[Saved entries]
══════════════════════════════
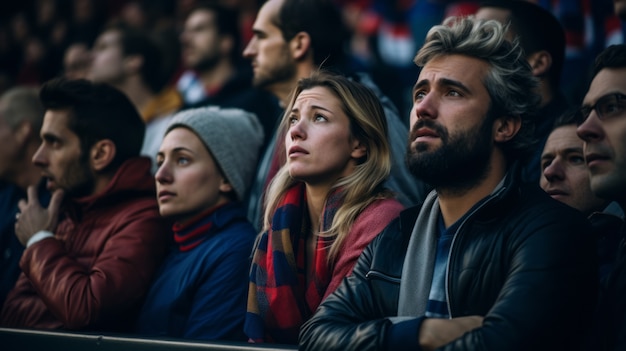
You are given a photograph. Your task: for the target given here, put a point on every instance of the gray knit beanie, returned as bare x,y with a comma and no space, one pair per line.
233,136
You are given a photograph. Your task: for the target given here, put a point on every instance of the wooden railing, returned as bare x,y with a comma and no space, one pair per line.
37,340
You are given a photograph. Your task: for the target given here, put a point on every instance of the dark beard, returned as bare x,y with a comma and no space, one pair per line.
81,178
460,163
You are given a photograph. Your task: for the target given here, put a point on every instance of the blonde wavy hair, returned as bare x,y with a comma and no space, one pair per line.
365,184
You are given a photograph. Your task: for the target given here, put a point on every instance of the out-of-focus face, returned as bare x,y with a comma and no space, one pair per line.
60,157
605,140
319,145
565,175
188,180
451,139
76,61
107,59
271,58
200,41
══════════════════════════════
**Exercise brief**
Copy out all of the data above word for word, omitting the pictures.

**Written solution**
You are given a photograph. Your task: for the target given here, put a point on every instance of the gray knit beanie, returned as bare x,y with a comma and no space, one pair per line.
233,136
You are given a photograph. Your task: for the target given here, put a point on every instance of the wooden railing, returned as bare x,y with a comma and no space, one pair per line.
37,340
You are given a photograph. Your task: for the target given here, put a point on every instance of the dark beard, returned as bare x,y with a comma and no space, one pair per line.
81,178
460,163
You are given a photograph. Your task: for the target given here, put a point on every instance of the blonde wavy hair, returned as bare x,y with a comma and no space, one pair per line.
365,184
You are given a photograph. Your task: for the target given here, put a point on every instance of the out-of-focus face, returned as bare x,y with a comma and no space, one pair per line.
60,157
605,140
319,145
565,175
188,180
451,139
76,61
107,59
271,58
200,41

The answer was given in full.